──────── Input data ────────

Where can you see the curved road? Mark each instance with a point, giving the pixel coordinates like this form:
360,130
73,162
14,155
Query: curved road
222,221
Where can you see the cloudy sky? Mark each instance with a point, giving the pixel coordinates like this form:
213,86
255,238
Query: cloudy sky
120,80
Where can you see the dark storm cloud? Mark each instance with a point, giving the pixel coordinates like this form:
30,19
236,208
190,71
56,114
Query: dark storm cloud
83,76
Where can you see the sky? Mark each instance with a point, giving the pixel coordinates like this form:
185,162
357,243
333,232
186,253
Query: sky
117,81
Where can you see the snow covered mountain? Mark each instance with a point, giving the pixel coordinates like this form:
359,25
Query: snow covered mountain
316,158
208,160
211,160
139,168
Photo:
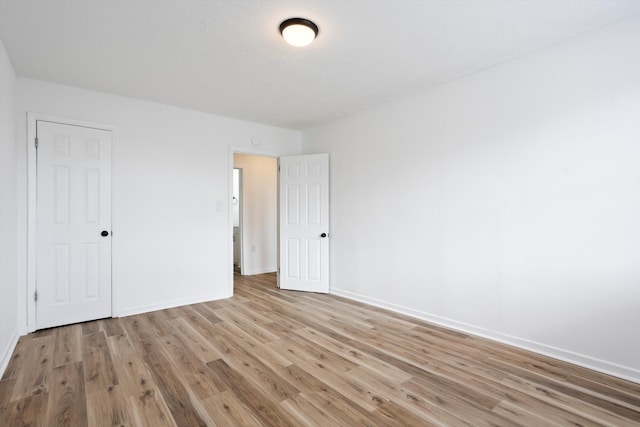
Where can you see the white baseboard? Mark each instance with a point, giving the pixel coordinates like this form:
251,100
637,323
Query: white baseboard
251,272
6,354
170,304
585,361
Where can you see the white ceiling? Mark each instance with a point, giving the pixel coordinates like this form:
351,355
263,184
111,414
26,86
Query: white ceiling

────────

▶ [Exercise details] Please reproduce all the items above, substituting "Place a point on each instance" for every occurrence of "Mark each instance with a point" and changing nothing else. Leave the pictures out.

▶ [Completed task]
Where can you see the curved road? Place a point on each instance, giving the pixel coordinates like this form:
360,130
73,162
14,155
Query: curved road
222,221
Where can you see the cloudy sky? Place a point on each instance, giving the pixel coordinates like this form:
213,86
255,238
Query: cloudy sky
120,80
Where can you see the dark storm cloud? Place a point on each instance, giving the pixel coordinates like this form:
30,19
236,208
190,71
56,114
Query: dark storm cloud
83,76
Where can you see the sky? Place a point on each instance, giving the pixel coordinates like this form:
185,162
357,243
333,232
186,253
Query: sky
117,81
Where can you see the snow covered mountain? Place a point on each instance, giving the pixel coordinates like this form:
359,25
Query: snow covered mountain
316,158
208,160
211,160
139,168
Photo:
Where can you see the white baseboard? Place a point on each instance, giving the pixel coordinates like this form:
251,100
637,323
Query: white baseboard
251,272
6,354
170,304
585,361
Where can you see the white ceiling? Place a point on each instance, giving the pixel coordinates like this form:
351,355
263,184
111,414
26,86
Query: white ceiling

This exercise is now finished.